# Source material
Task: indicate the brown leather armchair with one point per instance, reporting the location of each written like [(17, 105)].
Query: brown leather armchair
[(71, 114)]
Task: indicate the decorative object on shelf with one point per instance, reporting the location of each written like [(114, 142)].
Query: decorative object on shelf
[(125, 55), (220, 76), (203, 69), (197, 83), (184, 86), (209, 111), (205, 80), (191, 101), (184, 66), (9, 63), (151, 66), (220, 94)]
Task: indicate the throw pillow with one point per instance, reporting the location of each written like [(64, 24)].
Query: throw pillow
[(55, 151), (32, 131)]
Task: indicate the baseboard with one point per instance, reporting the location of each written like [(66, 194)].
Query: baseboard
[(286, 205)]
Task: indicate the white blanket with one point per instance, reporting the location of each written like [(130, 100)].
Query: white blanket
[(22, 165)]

# Task brief
Please print the listing above again, word for word, keeping every line unchanged.

# Exercise solution
Task: indicate the brown leather armchair with one point per instance, reporting the location of each written like [(17, 105)].
Query: brown leather armchair
[(71, 114)]
Task: indicate the decorative object on shelf with one point per instance, reporting the location of each written like [(114, 142)].
Query: decorative object on shelf
[(125, 55), (220, 76), (203, 69), (197, 83), (184, 86), (209, 111), (205, 80), (191, 101), (184, 66), (9, 63), (151, 66), (220, 94)]
Task: indicate the throw pillow with one point per instance, reporting the location of each written like [(64, 24)].
Query: throw pillow
[(55, 151), (32, 131)]
Task: indicate the baseboard with one point per instance, reporting the location of each written like [(66, 194)].
Query: baseboard
[(286, 205)]
Task: indicate the white blanket with one point per instance, reporting the location of each written like [(130, 100)].
Query: white blanket
[(22, 165)]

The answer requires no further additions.